**PROVIDED RECORDS**
++++++++++

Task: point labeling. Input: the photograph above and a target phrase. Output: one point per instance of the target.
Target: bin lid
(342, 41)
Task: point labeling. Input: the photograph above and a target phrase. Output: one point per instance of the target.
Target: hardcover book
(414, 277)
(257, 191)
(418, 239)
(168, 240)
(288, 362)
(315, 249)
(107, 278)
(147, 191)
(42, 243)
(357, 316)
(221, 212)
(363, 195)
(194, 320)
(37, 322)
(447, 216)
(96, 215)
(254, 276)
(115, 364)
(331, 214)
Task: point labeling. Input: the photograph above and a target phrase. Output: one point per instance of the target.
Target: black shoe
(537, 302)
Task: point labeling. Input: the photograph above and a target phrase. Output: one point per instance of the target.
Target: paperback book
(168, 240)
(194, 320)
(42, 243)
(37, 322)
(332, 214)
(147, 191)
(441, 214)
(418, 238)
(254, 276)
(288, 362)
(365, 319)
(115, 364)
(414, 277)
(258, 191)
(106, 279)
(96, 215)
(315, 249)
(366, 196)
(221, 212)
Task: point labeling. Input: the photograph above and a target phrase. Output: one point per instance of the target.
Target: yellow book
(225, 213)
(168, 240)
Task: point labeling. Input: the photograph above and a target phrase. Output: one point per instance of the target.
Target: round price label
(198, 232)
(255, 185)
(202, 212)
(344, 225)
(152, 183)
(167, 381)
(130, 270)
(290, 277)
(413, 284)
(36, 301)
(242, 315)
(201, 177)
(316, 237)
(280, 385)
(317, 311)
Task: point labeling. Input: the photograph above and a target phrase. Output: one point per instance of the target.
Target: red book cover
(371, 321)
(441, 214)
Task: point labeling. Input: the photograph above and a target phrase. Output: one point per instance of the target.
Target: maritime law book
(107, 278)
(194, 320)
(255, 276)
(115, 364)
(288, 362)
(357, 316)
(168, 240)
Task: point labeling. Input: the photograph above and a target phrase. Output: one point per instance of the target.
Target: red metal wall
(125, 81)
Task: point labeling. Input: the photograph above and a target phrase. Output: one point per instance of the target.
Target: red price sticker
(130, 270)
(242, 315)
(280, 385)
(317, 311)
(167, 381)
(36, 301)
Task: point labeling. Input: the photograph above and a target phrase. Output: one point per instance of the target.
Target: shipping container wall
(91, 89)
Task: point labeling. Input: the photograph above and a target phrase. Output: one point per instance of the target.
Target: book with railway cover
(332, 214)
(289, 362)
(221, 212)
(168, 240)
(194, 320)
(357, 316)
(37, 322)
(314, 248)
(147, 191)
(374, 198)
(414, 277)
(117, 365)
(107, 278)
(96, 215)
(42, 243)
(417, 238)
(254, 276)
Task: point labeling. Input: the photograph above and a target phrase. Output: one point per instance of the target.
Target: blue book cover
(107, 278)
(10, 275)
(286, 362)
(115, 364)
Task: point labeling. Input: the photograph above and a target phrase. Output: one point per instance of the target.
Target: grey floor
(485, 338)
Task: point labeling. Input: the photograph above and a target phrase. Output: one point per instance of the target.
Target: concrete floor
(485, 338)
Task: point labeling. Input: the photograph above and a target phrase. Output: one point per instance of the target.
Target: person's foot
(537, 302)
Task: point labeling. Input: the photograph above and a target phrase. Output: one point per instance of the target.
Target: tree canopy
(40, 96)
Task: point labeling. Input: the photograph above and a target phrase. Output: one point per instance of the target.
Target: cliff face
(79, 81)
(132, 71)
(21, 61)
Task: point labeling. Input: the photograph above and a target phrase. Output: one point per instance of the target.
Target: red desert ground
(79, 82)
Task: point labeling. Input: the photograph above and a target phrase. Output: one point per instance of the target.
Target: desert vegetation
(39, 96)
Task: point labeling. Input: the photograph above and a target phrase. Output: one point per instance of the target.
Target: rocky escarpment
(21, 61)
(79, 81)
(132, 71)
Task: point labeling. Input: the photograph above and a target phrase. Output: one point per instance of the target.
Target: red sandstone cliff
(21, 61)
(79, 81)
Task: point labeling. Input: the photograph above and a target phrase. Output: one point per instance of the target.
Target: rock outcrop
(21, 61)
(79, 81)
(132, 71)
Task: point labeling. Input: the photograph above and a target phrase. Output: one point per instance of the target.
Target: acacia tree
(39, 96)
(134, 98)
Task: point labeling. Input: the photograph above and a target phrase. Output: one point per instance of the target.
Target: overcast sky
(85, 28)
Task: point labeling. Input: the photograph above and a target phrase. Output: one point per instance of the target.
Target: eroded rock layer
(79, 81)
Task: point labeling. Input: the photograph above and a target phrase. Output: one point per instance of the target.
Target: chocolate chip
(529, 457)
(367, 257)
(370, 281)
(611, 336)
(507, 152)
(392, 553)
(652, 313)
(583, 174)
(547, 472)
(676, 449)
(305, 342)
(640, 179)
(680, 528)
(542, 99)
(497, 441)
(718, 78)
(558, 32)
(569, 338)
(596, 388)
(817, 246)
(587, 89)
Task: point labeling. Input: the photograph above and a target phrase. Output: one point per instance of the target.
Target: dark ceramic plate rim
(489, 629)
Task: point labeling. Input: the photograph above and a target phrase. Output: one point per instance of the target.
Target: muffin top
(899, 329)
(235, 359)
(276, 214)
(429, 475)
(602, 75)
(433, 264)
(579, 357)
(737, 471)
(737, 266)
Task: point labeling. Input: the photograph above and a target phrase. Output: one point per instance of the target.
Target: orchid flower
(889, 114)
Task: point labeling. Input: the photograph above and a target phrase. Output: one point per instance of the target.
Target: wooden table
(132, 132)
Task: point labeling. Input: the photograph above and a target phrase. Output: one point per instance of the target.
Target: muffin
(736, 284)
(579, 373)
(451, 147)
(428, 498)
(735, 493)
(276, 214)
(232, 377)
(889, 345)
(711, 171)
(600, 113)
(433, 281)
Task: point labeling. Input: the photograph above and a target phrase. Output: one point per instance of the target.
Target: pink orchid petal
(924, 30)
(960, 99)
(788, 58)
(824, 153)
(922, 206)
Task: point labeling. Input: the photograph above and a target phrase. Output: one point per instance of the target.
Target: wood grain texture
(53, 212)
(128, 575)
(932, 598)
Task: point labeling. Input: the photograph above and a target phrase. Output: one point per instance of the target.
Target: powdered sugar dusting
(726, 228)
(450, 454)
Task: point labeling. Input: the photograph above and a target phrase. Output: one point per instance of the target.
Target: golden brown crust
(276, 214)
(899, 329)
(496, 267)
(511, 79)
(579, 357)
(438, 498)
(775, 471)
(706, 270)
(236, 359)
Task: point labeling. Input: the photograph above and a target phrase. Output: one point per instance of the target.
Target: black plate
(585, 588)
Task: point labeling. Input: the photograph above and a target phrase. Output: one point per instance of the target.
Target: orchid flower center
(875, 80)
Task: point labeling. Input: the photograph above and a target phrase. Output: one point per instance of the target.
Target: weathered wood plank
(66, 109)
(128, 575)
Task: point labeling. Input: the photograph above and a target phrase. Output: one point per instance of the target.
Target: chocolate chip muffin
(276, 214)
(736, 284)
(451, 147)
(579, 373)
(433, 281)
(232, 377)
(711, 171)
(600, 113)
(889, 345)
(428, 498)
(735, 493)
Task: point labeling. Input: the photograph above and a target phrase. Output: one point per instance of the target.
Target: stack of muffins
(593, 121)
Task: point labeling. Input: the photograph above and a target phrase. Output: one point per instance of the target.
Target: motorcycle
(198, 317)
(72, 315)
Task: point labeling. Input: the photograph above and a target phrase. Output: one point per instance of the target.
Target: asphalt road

++++++++++

**OBJECTIVE**
Take the entries above and transcribe them exactly.

**SOLUTION TO THE PROBLEM**
Task: point labeling. Input: the photograph above and a target phrase. Output: one point per instance of the target.
Target: bin lid
(342, 41)
Task: point labeling. Input: the photograph above and a target phrase. Output: one point per instance of the target.
Target: hardcover book
(414, 277)
(257, 191)
(418, 239)
(168, 240)
(288, 362)
(315, 249)
(107, 278)
(147, 191)
(42, 243)
(357, 316)
(221, 212)
(363, 195)
(194, 320)
(37, 322)
(447, 216)
(96, 215)
(254, 276)
(115, 364)
(331, 214)
Task: point labeling. Input: the photograph above and a target phrase. Output: one point per instance of the target.
Target: black shoe
(537, 302)
Task: point labeling. Input: the photograph above and a target phrase. Output: one point per instance of the target.
Target: paperback book
(168, 240)
(194, 320)
(42, 243)
(37, 322)
(332, 214)
(147, 191)
(441, 214)
(418, 238)
(254, 276)
(288, 362)
(365, 319)
(115, 364)
(414, 277)
(258, 191)
(106, 279)
(96, 215)
(315, 249)
(366, 196)
(221, 212)
Task: point labeling. Input: the photograph above and a target phrase. Output: one point per instance of the target.
Target: yellow book
(225, 213)
(168, 240)
Task: point labeling. Input: the photograph above and a target phrase. Output: one point per instance of the target.
Target: round price label
(198, 232)
(255, 185)
(202, 212)
(344, 225)
(152, 183)
(167, 381)
(130, 270)
(290, 277)
(413, 284)
(36, 301)
(242, 315)
(201, 177)
(316, 237)
(280, 385)
(317, 311)
Task: point labeling. Input: the photograph above and a target phrase. Output: one point per instance of the target.
Target: red book cover
(371, 321)
(441, 214)
Task: point labeling. Input: the photograph above and a target phrase. Output: one point per instance of the target.
Target: maritime law book
(107, 278)
(194, 320)
(255, 276)
(115, 364)
(288, 362)
(357, 316)
(168, 240)
Task: point labeling. Input: the photograph above and a target phrase. Output: one point per instance of the target.
Target: red metal wall
(125, 81)
Task: point labeling. Input: the photograph above and a target phrase. Output: one point per instance of the target.
Target: red price sticker
(130, 270)
(242, 315)
(280, 385)
(317, 311)
(167, 381)
(36, 301)
Task: point labeling. Input: the photograph above and a target phrase. Output: one point per instance of the target.
Target: shipping container wall
(91, 89)
Task: point labeling. Input: the photograph above and a target phrase. Output: one point per instance of the target.
Target: book with railway cover
(332, 214)
(289, 362)
(221, 212)
(168, 240)
(194, 320)
(357, 316)
(37, 322)
(314, 248)
(147, 191)
(374, 198)
(414, 277)
(117, 365)
(107, 278)
(96, 215)
(42, 243)
(417, 238)
(254, 276)
Task: point labeling. Input: the photograph above and a target phrase. Output: one point per instance of the target.
Target: blue book cover
(107, 278)
(10, 275)
(286, 362)
(115, 364)
Task: point labeling. Input: the photograph above and a target phrase. Output: one point per instance of the target.
Target: grey floor
(485, 338)
Task: point labeling. Input: the photograph above and a target phrase. Output: one point per instance of the target.
Target: concrete floor
(485, 338)
Task: point labeling. Input: the photograph above and a target phrase. Output: one point per instance of the target.
Target: person's foot
(537, 302)
Task: point labeling. Input: the photograph above and a target phrase. Output: one point per instance of the target.
Target: tree canopy
(40, 96)
Task: point labeling. Input: the photograph above and a target phrase. Output: one point per instance of the target.
Target: cliff face
(79, 81)
(132, 71)
(21, 61)
Task: point labeling. Input: the photograph above and a target phrase. Output: one point per instance of the target.
Target: red desert ground
(79, 82)
Task: point labeling. Input: the photograph above and a target phrase. Output: one point per instance of the target.
Target: desert vegetation
(39, 96)
Task: point labeling. Input: the photograph above and a target phrase. Output: one point per instance of the target.
Target: rocky escarpment
(21, 61)
(79, 81)
(132, 71)
Task: point labeling. Input: the photograph above and a target phrase. Output: one point per instance of the target.
Target: red sandstone cliff
(21, 61)
(79, 81)
Task: point labeling. Input: the photograph above and a target phrase. Output: one point per instance of the target.
Target: rock outcrop
(21, 61)
(79, 81)
(132, 71)
Task: point labeling. Input: the photograph above and a target phrase. Output: one point per instance of the target.
Target: acacia tree
(39, 96)
(134, 98)
Task: point labeling. Input: the photograph above and a target phrase. Output: one point per instance of the target.
Target: overcast sky
(85, 28)
Task: point labeling. Input: the photograph above and a target phrase. Output: one point per instance of the target.
Target: eroded rock layer
(79, 81)
Task: point labeling. Input: the photograph above and a target phrase. Output: one point per instance of the target.
Target: chocolate chip
(529, 457)
(367, 257)
(370, 281)
(611, 336)
(507, 152)
(392, 553)
(652, 313)
(583, 174)
(547, 472)
(676, 449)
(305, 342)
(640, 179)
(680, 528)
(542, 99)
(497, 441)
(718, 78)
(558, 32)
(569, 338)
(596, 388)
(817, 246)
(587, 89)
Task: point labeling. Input: the photograph above and a target phrase. Output: one point per instance of the target.
Target: dark ceramic plate rim
(489, 629)
Task: point labeling. Input: the photograph above and a target phrase. Output: one point per instance of the target.
Target: muffin top
(899, 329)
(235, 359)
(276, 214)
(429, 475)
(602, 75)
(433, 264)
(579, 357)
(737, 471)
(737, 266)
Task: point labeling. Input: the photograph above and a target phrase. Output: one point per instance of the target.
Target: orchid flower
(889, 114)
Task: point labeling. Input: the photograph above and a target phrase. Output: one point per instance of the target.
Target: wooden table
(132, 132)
Task: point labeling. Input: the photograph above and a target phrase. Output: one point per instance of the target.
Target: muffin
(736, 284)
(579, 373)
(451, 147)
(428, 498)
(735, 493)
(276, 214)
(232, 377)
(889, 345)
(711, 171)
(600, 113)
(433, 281)
Task: point labeling. Input: the photograph above and a target phrase. Output: one point per instance of the target.
Target: pink orchid petal
(924, 30)
(960, 99)
(788, 58)
(824, 153)
(922, 206)
Task: point labeling. Input: the photograph above and a target phrase. Output: one point per instance of the target.
Target: wood grain texture
(53, 212)
(128, 575)
(932, 598)
Task: point labeling. Input: the photograph above and a target phrase. Output: one point per instance of the target.
Target: powdered sugar dusting
(726, 228)
(450, 454)
Task: point labeling. Input: the photograph above and a target phrase. Output: one point per instance of the target.
Target: golden brown crust
(276, 214)
(899, 329)
(496, 267)
(511, 79)
(579, 357)
(438, 498)
(775, 471)
(706, 270)
(236, 359)
Task: point labeling. Input: the photograph above and a target phrase. Output: one point per instance of the target.
Target: black plate
(585, 588)
Task: point labeling. Input: the photograph above and a target phrase. Output: one point per instance of the target.
Target: orchid flower center
(875, 80)
Task: point labeling. Input: the photograph above and a target phrase. Output: one point per instance of the target.
Target: weathered wood plank
(66, 109)
(128, 575)
Task: point labeling. Input: the photograph above and a target phrase. Output: one point per instance of the target.
Target: chocolate chip muffin
(276, 214)
(736, 284)
(451, 147)
(579, 373)
(433, 281)
(232, 377)
(711, 171)
(600, 113)
(889, 345)
(428, 498)
(735, 493)
Task: point labeling. Input: the photograph above and a target phrase. Output: one point per instance of the target.
Target: stack of muffins
(593, 121)
Task: point labeling. Input: the photograph above and a target phrase. Output: one point per instance of the target.
Target: motorcycle
(198, 317)
(72, 315)
Task: point labeling. Input: the photograph above and a target phrase. Output: one point per instance of the target.
Target: asphalt road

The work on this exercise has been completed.